Given records —
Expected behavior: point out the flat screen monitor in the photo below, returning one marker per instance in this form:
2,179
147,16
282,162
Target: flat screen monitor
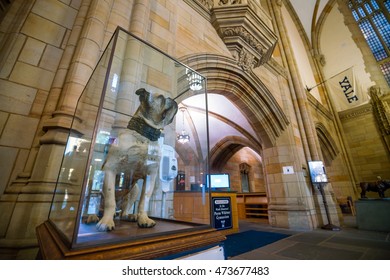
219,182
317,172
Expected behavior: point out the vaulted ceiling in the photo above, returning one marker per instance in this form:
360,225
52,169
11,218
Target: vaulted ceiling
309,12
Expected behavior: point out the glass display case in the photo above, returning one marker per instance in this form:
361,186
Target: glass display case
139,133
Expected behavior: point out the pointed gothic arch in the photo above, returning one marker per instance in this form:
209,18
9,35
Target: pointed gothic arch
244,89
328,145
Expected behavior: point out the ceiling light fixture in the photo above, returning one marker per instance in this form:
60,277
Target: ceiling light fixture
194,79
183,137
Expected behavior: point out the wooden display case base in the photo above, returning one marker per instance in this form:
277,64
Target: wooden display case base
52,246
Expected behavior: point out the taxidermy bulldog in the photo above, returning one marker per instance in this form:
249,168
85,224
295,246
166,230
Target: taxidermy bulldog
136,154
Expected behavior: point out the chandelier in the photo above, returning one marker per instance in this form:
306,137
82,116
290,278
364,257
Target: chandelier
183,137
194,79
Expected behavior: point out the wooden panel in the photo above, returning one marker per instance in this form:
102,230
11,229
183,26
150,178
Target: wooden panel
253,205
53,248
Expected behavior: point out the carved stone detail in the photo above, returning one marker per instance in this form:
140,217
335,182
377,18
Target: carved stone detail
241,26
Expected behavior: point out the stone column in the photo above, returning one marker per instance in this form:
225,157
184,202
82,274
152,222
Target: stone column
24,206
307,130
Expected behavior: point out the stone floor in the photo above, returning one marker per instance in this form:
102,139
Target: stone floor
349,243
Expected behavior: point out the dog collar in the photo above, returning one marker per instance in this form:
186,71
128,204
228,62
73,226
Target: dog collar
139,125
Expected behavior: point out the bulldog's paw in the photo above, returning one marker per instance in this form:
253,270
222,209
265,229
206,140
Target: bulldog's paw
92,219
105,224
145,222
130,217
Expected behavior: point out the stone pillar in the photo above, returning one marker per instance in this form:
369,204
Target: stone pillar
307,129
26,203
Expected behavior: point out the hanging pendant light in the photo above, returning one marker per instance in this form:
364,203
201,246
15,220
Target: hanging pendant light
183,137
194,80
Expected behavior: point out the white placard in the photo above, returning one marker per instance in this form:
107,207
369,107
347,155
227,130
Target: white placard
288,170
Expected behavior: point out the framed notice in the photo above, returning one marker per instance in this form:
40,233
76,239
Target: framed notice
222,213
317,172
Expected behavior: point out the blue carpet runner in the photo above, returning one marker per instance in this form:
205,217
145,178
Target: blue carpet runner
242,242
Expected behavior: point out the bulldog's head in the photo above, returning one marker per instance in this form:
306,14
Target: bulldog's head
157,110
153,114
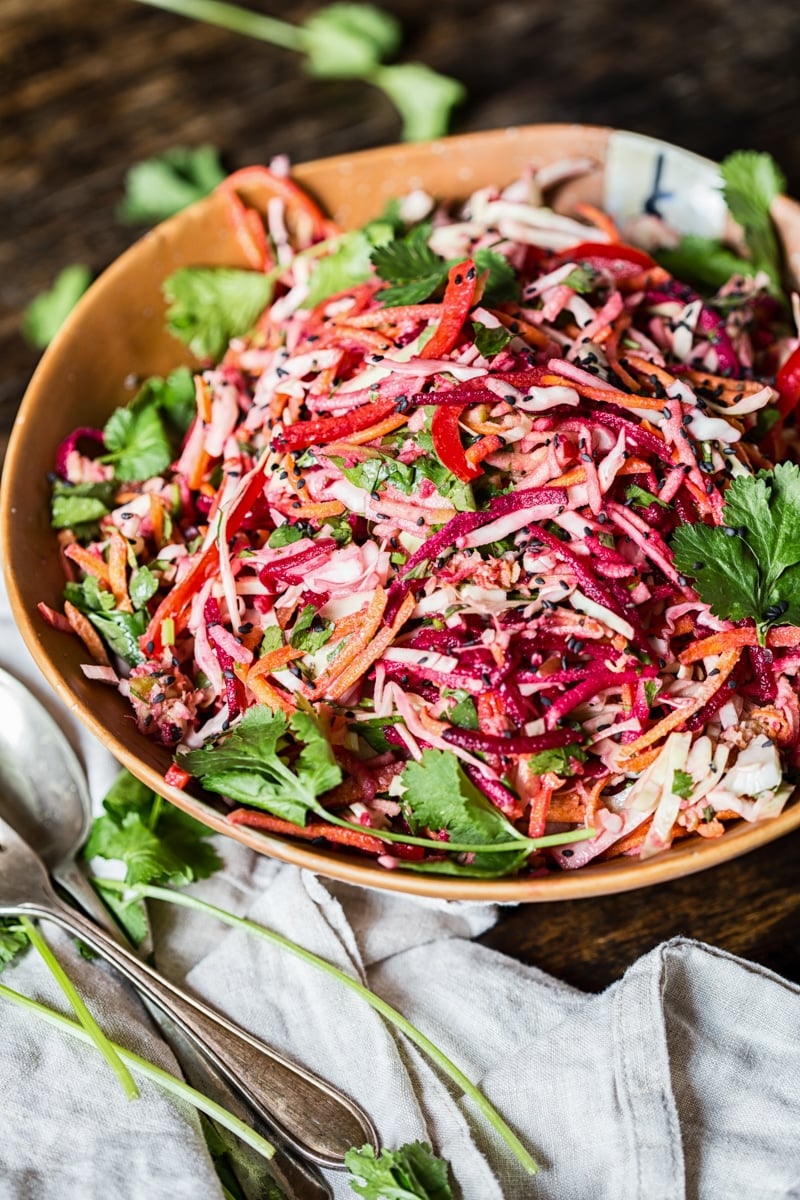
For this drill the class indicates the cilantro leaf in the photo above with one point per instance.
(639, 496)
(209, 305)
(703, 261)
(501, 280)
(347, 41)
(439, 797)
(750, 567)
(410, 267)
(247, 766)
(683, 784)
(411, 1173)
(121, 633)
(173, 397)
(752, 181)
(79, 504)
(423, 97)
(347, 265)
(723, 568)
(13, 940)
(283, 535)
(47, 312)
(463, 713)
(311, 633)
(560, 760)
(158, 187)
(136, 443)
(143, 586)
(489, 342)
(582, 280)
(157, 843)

Problem to work on —
Do not copy pictures. Restate exactly the lines from the one containing "Expected behavior: point out the white" through the last line of the records.

Solution to this exercise —
Expected behavior: point out the white placard in the photo above, returning one marker per instance in this form:
107,207
369,107
347,155
227,130
Target: white placard
288,170
Expected behavior: point out the framed notice in the photo above, returning one marker per instance in this form:
40,233
76,239
Target: framed notice
222,213
317,172
Expected behavior: point out the blue carpet runner in the photo above, returning one marker per instance in this form:
205,217
145,178
Target: blue carpet runner
242,242
Expected behavior: point out the bulldog's head in the photo above, returning one marker per instance in this form:
306,14
Target: bulldog's head
157,110
153,114
For this drill the class indicates the cilantro leaf in the photo above with one point per instance.
(639, 496)
(209, 305)
(703, 261)
(501, 280)
(347, 41)
(439, 797)
(750, 567)
(410, 267)
(247, 766)
(683, 784)
(411, 1173)
(121, 633)
(173, 397)
(752, 181)
(79, 504)
(423, 97)
(347, 265)
(723, 568)
(13, 940)
(283, 535)
(47, 312)
(463, 713)
(311, 633)
(560, 760)
(158, 187)
(136, 443)
(143, 586)
(489, 342)
(582, 280)
(157, 843)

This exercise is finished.